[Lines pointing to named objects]
==========

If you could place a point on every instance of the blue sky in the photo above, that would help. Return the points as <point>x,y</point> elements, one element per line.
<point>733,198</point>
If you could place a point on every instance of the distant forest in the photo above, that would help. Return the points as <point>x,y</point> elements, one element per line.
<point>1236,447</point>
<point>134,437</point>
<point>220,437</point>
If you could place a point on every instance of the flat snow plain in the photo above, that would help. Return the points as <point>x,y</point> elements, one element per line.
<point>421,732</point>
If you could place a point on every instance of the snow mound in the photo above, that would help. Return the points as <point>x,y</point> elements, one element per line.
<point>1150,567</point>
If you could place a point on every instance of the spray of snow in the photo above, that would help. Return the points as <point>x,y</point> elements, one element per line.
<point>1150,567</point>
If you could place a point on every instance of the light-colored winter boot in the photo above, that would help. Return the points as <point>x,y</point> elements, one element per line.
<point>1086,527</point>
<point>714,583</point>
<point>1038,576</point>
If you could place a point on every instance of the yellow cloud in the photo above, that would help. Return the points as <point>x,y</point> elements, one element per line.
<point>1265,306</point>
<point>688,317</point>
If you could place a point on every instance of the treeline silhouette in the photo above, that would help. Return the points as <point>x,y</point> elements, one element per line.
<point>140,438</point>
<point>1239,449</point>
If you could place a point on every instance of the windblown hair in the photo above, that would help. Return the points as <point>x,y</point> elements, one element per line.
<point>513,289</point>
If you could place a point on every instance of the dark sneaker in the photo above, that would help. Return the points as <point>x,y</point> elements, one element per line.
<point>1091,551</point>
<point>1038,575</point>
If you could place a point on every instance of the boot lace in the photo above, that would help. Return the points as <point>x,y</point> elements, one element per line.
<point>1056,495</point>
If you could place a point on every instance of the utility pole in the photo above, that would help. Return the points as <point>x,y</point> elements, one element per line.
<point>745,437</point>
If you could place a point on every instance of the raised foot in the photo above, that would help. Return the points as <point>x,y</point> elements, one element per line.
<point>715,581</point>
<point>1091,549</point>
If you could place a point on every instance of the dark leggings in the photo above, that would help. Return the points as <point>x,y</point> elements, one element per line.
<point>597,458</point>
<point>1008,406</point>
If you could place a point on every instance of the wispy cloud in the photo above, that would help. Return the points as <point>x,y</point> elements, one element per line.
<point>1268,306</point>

==========

* DIRECTIVE:
Copy out the lines starting at the one containing "of the raised" and ending at the one containing "<point>1091,549</point>". Keep all text the same, but shift every coordinate value in the answer points by -49.

* EXERCISE RESULT:
If you could place a point on every instance of the raised foot in the photo above, that would help. Return the points as <point>x,y</point> elements, one element per line.
<point>666,532</point>
<point>1042,500</point>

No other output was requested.